Selected passage START

Omar Abdel-Rahman, known as 'the blind shaikh' who was convicted of conspiracy in the 1993 World Trade Center bombing and of planning a broader "war of urban terrorism" in the United States, died on Saturday in a North Carolina prison, authorities said.
Abdel-Rahman, 78, died of natural causes at 9:40 am (1440 GMT) at a medical center at a federal prison compound in Butner, North Carolina, according to Greg Norton, a spokesman.
The cleric, who had diabetes and coronary artery disease, had been incarcerated at the complex for nearly 10 years, Norton said.
Earlier, the cleric's son Ammar said his family had received a phone call in Eygpt from a US representative saying his father had died.
With his long gray beard, sunglasses and red and white clerical cap, the charismatic Abdel-Rahman's following was tied to fundamentalist killings and bomb attacks around the world.
"Abdel-Rahman was at the vortex of some of the bloodiest and most consequential terrorist incidents of the 1990s - incidents that would establish the patterns of global terrorism that continue to bedevil us today,” said Bruce Hoffman, a terrorism expert at Georgetown University in Washington.

Selected passage END
Record excerpts START

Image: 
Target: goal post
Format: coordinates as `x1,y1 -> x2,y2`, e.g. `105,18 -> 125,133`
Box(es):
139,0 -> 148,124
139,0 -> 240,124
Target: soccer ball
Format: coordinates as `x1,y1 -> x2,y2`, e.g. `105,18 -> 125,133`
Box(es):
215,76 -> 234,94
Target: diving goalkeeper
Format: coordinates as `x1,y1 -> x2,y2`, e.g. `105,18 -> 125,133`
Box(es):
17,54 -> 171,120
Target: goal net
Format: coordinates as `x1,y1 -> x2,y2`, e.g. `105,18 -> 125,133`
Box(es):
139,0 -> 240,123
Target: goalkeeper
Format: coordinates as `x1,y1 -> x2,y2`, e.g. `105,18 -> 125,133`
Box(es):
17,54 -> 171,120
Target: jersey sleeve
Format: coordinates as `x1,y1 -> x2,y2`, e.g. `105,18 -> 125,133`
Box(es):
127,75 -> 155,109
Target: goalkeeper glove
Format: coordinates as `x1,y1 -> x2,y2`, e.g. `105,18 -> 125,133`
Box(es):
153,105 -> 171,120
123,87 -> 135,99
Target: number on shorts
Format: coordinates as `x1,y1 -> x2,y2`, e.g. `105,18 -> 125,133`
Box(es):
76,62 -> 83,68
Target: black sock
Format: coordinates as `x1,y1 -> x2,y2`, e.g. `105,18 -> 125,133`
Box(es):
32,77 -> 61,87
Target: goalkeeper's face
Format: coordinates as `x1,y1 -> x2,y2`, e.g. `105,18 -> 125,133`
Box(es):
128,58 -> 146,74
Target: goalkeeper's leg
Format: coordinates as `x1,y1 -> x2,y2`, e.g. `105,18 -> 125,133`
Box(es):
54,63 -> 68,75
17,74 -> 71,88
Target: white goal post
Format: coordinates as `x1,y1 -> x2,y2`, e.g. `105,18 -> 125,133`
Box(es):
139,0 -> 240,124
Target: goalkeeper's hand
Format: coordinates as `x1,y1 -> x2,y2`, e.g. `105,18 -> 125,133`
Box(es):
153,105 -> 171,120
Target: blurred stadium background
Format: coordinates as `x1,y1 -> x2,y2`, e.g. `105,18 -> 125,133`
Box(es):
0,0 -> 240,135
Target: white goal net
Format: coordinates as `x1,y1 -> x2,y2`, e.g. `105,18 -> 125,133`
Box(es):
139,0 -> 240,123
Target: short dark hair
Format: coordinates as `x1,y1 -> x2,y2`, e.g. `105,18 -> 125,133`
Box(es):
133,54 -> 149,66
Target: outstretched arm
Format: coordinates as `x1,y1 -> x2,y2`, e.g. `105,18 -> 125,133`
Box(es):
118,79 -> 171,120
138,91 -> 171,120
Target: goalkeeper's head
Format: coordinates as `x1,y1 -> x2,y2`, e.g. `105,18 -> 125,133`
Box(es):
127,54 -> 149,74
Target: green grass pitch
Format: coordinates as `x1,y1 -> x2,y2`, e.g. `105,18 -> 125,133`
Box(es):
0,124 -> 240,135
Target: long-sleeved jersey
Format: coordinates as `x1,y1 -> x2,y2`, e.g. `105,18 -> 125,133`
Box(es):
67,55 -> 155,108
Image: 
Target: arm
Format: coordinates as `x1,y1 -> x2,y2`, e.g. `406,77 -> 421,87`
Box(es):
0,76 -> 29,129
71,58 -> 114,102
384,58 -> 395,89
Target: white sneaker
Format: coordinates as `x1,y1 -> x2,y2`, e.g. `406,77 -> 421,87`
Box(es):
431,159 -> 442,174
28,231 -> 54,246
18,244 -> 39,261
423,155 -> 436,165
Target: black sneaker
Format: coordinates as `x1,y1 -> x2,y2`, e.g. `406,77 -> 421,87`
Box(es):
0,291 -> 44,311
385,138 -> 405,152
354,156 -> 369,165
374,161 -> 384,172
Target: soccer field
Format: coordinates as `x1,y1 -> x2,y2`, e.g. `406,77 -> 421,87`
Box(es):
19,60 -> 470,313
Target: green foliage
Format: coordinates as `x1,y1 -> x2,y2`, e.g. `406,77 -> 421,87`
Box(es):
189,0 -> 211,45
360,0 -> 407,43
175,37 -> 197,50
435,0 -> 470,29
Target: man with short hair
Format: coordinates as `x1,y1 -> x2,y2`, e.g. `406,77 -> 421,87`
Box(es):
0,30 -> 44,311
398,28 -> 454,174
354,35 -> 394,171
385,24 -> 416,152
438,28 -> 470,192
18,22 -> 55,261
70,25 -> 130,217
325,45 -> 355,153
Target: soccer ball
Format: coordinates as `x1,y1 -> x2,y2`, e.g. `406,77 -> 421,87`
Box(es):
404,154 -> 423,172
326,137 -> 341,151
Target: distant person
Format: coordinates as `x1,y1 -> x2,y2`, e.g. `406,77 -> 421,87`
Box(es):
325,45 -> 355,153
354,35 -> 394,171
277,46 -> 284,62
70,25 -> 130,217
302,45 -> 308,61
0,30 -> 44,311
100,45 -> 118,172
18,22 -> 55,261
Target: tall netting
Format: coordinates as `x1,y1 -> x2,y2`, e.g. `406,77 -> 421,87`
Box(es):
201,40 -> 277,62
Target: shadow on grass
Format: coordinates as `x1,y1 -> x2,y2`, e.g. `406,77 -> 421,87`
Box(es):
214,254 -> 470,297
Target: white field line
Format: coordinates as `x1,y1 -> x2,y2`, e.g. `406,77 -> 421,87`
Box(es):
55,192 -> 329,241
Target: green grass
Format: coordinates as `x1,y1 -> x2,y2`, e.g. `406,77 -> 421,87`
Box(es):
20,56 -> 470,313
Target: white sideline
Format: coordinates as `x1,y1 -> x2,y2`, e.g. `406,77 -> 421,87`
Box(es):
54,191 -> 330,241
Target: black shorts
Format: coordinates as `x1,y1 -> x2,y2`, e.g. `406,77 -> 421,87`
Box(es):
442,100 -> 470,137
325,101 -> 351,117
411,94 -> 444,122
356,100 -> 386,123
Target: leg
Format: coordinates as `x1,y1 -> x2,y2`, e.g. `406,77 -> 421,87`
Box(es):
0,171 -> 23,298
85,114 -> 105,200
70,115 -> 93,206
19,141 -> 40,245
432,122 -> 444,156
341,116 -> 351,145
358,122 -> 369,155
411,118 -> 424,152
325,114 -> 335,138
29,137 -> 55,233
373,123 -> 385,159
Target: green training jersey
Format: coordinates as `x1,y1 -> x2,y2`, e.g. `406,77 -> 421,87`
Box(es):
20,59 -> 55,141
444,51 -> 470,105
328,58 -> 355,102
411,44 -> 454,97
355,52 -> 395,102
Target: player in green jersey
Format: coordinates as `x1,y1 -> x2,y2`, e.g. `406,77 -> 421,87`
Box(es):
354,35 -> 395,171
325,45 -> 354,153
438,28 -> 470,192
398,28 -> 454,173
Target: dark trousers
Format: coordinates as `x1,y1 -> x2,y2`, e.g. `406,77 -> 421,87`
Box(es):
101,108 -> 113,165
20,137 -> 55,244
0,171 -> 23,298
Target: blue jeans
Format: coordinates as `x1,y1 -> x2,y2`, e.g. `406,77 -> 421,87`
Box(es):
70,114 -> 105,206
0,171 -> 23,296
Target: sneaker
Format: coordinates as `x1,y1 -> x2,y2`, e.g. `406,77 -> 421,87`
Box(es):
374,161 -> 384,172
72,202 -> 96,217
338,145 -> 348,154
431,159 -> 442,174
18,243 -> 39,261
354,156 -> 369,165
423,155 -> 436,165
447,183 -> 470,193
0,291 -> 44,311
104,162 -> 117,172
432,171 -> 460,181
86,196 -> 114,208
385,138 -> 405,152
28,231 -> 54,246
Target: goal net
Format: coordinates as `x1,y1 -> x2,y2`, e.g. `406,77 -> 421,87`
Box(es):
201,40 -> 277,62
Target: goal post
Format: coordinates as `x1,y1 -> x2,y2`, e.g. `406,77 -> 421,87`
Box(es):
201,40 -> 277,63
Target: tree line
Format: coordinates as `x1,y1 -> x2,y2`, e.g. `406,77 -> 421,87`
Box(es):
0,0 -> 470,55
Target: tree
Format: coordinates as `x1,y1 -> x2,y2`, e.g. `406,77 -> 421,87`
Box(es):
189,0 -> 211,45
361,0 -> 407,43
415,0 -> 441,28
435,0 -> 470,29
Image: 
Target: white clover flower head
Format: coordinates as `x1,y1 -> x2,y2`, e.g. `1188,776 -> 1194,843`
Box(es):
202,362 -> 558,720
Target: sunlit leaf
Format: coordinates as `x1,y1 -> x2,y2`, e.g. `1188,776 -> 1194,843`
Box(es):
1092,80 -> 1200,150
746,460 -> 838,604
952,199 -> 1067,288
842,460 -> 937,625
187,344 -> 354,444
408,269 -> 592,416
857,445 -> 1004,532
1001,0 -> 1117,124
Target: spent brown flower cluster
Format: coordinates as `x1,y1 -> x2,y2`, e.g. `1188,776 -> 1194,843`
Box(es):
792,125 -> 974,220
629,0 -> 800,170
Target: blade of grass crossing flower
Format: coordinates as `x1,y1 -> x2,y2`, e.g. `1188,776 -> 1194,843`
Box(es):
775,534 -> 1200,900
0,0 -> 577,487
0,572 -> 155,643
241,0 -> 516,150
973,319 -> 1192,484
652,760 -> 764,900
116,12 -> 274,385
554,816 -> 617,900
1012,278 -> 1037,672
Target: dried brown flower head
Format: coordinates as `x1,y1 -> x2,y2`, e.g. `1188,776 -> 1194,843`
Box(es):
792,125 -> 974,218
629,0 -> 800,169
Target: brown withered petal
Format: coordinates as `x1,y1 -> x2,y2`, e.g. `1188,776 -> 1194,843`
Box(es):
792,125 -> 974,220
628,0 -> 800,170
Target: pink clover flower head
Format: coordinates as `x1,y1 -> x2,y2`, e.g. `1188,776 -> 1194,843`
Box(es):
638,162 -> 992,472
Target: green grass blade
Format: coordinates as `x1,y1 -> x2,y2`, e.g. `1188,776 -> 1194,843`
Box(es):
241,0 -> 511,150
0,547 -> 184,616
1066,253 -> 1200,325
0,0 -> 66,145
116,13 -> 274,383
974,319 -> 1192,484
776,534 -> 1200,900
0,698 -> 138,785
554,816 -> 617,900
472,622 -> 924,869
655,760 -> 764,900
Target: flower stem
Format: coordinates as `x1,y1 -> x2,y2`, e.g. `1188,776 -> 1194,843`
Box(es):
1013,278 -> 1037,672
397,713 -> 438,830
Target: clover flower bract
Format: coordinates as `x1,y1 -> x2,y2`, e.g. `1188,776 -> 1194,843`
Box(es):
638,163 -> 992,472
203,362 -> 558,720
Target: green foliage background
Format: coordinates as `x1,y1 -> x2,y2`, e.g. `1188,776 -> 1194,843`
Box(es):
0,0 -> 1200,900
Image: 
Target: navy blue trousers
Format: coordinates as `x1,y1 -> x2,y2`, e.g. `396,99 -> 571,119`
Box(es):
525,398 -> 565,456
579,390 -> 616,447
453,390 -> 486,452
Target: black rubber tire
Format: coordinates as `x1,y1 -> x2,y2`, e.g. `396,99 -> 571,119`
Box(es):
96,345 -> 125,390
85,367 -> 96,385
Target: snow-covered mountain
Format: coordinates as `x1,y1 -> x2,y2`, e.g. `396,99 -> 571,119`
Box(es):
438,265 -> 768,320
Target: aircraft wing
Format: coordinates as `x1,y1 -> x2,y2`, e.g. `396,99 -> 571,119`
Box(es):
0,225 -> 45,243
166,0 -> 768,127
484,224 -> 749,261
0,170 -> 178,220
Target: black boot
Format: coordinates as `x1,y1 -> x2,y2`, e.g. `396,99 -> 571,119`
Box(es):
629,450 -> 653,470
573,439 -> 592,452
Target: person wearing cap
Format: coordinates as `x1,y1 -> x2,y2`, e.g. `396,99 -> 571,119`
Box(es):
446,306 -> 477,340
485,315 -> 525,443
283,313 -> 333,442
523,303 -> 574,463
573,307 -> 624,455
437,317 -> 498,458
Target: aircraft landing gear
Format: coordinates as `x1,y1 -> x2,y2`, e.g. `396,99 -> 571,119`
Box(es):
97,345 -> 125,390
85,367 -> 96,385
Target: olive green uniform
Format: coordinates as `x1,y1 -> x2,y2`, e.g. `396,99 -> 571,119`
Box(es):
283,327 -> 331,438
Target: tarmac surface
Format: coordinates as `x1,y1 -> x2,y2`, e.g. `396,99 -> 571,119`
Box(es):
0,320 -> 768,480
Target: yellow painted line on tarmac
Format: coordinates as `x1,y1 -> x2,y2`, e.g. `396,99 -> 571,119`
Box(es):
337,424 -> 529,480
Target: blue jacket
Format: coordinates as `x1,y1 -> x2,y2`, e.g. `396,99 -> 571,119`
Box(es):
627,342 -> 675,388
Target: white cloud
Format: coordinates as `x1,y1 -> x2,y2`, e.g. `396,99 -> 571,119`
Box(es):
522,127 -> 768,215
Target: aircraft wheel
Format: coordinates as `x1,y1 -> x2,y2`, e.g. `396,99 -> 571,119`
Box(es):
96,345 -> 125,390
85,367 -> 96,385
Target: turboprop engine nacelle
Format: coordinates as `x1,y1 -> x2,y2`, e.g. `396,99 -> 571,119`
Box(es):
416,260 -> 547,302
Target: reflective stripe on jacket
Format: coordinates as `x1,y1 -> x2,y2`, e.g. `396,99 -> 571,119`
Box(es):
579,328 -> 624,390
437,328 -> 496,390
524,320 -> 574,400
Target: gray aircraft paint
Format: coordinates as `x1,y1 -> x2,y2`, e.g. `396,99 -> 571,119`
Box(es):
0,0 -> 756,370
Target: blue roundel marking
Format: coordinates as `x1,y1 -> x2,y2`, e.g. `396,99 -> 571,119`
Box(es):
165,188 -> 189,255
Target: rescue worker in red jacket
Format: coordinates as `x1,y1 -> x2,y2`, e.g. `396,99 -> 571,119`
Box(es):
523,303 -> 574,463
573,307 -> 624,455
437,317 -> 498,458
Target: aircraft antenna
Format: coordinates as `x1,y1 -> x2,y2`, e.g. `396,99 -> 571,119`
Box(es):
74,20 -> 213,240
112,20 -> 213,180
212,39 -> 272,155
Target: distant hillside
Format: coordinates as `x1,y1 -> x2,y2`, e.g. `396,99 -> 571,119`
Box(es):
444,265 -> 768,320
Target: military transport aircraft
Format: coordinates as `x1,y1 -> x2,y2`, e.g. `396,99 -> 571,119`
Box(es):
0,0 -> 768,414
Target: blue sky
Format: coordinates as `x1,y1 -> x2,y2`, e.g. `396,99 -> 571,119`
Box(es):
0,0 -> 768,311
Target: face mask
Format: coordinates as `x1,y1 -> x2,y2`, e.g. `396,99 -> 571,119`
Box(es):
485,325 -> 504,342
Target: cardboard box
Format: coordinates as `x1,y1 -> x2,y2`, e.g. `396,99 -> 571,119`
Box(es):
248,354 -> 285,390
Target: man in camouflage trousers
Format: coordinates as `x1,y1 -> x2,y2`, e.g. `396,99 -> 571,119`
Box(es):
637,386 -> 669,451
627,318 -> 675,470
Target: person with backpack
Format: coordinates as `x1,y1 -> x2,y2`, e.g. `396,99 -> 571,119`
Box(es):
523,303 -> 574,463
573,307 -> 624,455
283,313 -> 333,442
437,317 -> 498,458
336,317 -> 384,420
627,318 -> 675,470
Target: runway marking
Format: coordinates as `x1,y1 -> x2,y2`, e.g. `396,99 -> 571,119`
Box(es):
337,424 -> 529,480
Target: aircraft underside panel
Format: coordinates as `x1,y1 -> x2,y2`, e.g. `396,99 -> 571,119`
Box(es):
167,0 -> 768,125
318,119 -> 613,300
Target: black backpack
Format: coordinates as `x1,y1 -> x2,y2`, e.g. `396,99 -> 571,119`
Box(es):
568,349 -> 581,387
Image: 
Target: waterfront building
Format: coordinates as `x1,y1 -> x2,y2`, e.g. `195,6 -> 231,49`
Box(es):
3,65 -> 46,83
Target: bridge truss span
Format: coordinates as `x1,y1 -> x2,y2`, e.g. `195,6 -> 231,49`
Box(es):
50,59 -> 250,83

Record excerpts END

▶ What needs to be done
Reproduce word for word the passage of the report on Omar Abdel-Rahman's death above, from "Omar Abdel-Rahman, known" to "years, Norton said.".

▶ Final answer
Omar Abdel-Rahman, known as 'the blind shaikh' who was convicted of conspiracy in the 1993 World Trade Center bombing and of planning a broader "war of urban terrorism" in the United States, died on Saturday in a North Carolina prison, authorities said.
Abdel-Rahman, 78, died of natural causes at 9:40 am (1440 GMT) at a medical center at a federal prison compound in Butner, North Carolina, according to Greg Norton, a spokesman.
The cleric, who had diabetes and coronary artery disease, had been incarcerated at the complex for nearly 10 years, Norton said.